Coordinate annotation records
◇ ◇ ◇ ◇ ◇

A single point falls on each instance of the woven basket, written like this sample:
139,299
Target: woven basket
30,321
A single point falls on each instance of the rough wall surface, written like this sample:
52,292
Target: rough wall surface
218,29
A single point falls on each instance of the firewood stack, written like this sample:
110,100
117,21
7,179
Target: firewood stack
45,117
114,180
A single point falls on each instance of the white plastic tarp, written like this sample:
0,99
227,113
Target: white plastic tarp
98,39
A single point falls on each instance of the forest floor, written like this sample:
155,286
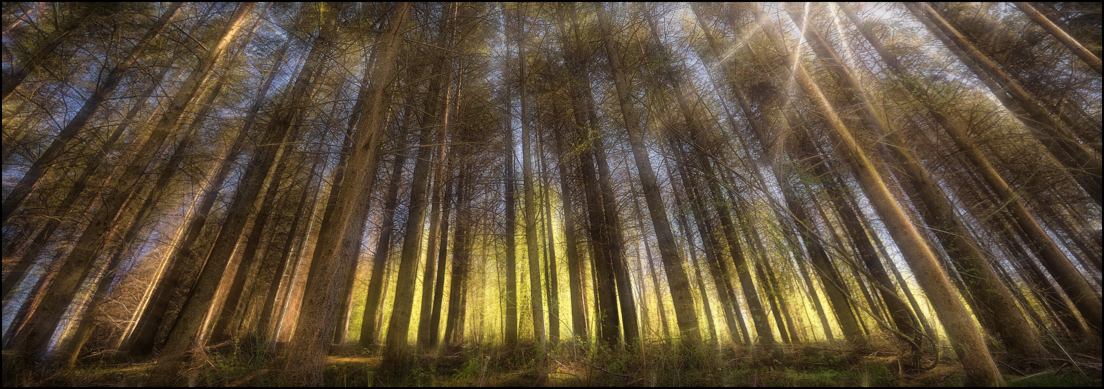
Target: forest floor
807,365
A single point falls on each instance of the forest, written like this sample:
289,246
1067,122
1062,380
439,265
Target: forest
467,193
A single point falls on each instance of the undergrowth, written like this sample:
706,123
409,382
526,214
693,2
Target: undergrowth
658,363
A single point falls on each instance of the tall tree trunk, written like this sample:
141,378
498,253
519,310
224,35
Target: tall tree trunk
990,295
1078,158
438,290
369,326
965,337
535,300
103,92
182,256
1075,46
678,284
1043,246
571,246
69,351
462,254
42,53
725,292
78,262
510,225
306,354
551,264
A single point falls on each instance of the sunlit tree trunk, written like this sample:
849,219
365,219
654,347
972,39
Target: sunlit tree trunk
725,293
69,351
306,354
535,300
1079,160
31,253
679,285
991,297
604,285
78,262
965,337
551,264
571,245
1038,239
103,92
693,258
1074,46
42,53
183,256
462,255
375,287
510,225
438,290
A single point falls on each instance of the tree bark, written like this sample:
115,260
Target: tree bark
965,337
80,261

◇ ◇ ◇ ◇ ◇

**What to produce:** Return all of the material above line for line, unchanged, but leave out the pictures.

**Result:**
A single point falls on each instance of the woven basket, written like this sample:
139,299
Target: woven basket
30,321
A single point falls on each instance of the rough wall surface, written like this sample:
52,292
Target: rough wall surface
218,29
A single point falls on each instance of the firewood stack, written like this sample:
110,100
117,21
7,179
Target: firewood stack
45,117
114,180
A single point falls on each instance of the white plastic tarp, written like this sample:
0,99
227,113
Target: white plastic tarp
98,39
A single point falls on each instance of the forest floor, written like this sample:
155,286
Target: forest floor
807,365
A single point falls on each instance of the forest, written like this sample:
289,246
1067,122
1062,380
439,265
Target: forest
467,193
A single point falls on each instance of the undergrowth, written like this sample:
706,123
409,382
526,214
693,2
Target: undergrowth
658,363
A single point falls on each instance of the tall tree trunk, written like this sample:
141,378
498,253
519,310
224,35
Target: tall tree trunk
990,295
1078,158
438,290
369,326
965,337
535,300
103,92
182,256
1075,46
678,284
1043,246
571,246
69,351
462,254
42,53
725,292
78,262
510,225
306,354
551,264
A single point falls on each instance of the sunlit tree trunk, written like this sample:
849,219
365,219
654,347
972,39
Target: sunlit tree trunk
725,293
69,351
306,354
535,300
1079,160
31,253
679,285
991,297
604,285
78,262
965,337
551,264
571,245
1038,239
103,92
693,258
1074,46
42,53
183,256
462,255
375,287
510,225
438,290
A single point falls on each instance of the tree bark, written like this sample:
115,260
Target: tree bark
965,337
80,261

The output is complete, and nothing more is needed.